> MATERIAL TO PROCESS
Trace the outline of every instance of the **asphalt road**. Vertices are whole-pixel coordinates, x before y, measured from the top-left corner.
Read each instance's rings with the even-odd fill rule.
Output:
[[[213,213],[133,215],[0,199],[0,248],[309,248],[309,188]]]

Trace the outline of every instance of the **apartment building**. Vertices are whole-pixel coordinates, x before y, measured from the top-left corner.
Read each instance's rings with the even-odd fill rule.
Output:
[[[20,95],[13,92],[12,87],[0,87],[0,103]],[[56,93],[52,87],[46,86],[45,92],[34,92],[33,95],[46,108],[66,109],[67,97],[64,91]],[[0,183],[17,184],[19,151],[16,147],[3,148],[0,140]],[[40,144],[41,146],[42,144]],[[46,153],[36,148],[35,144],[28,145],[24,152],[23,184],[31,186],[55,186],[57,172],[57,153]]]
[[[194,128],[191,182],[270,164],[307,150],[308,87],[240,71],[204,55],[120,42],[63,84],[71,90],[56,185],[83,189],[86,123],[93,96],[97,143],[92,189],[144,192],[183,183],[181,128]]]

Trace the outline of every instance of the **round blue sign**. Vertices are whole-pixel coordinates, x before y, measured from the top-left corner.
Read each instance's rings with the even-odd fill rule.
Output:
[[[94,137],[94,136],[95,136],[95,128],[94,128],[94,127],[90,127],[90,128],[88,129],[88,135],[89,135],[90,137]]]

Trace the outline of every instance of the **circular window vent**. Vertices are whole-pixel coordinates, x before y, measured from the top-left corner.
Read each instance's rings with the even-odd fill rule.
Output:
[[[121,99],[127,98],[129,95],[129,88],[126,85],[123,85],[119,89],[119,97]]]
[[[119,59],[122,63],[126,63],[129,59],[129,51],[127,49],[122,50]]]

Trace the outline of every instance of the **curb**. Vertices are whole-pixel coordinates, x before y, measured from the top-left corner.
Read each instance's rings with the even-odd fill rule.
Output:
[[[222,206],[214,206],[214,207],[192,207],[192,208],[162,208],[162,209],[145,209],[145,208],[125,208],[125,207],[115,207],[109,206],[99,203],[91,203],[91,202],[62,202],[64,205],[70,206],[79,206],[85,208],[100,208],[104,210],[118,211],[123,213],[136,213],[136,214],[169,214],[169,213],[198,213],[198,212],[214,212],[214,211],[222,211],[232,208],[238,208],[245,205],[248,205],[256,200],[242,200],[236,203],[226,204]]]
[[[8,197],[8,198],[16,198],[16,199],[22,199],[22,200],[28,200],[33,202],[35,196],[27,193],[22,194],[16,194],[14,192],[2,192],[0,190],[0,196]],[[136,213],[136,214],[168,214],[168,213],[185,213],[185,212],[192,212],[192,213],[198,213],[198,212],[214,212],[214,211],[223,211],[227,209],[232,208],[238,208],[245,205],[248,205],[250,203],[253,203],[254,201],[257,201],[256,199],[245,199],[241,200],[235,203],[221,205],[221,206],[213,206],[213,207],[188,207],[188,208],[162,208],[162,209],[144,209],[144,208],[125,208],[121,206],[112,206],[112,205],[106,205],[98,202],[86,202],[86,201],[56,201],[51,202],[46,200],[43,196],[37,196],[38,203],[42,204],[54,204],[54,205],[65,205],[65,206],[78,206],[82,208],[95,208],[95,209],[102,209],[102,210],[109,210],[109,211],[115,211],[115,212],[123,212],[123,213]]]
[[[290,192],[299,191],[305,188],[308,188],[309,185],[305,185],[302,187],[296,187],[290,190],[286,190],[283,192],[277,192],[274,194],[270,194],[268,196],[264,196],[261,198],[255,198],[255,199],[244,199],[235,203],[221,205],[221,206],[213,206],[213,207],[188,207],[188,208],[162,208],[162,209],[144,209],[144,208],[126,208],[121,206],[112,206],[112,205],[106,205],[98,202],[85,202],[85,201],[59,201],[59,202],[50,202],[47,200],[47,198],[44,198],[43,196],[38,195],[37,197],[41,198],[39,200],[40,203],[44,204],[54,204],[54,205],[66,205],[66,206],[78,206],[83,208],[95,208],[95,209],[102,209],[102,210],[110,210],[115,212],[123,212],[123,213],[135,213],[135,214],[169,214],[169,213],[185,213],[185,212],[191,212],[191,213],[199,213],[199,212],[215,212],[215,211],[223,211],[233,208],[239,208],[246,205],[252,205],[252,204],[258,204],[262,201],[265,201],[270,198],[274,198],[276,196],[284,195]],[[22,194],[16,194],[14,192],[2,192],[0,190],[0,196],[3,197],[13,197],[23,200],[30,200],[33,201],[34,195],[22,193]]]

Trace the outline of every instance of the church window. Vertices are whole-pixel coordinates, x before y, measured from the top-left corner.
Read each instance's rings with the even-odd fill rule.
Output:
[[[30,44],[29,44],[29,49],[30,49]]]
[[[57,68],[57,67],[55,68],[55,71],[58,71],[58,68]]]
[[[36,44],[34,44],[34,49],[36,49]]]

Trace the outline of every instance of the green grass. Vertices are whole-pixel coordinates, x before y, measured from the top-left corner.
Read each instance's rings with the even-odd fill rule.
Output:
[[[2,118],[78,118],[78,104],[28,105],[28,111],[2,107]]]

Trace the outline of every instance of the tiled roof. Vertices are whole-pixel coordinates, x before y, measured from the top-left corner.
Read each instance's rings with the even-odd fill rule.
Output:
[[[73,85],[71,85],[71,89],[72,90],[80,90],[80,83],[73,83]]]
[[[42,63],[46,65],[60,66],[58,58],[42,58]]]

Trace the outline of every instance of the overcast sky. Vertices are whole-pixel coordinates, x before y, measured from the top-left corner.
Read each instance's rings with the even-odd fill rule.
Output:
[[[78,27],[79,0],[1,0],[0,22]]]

> PROBLEM TO WORK ON
Identify each line of the material where the word "window" shows up, and copy it.

> ANSWER TO THIS PROBLEM
Trace the outline of every instance of the **circular window vent**. Vertices are whole-pixel coordinates, x before y, measured from the top-left corner.
Trace the outline of every instance of the church window. Vertices are whole-pixel coordinates, x before y, measured from the top-left corner.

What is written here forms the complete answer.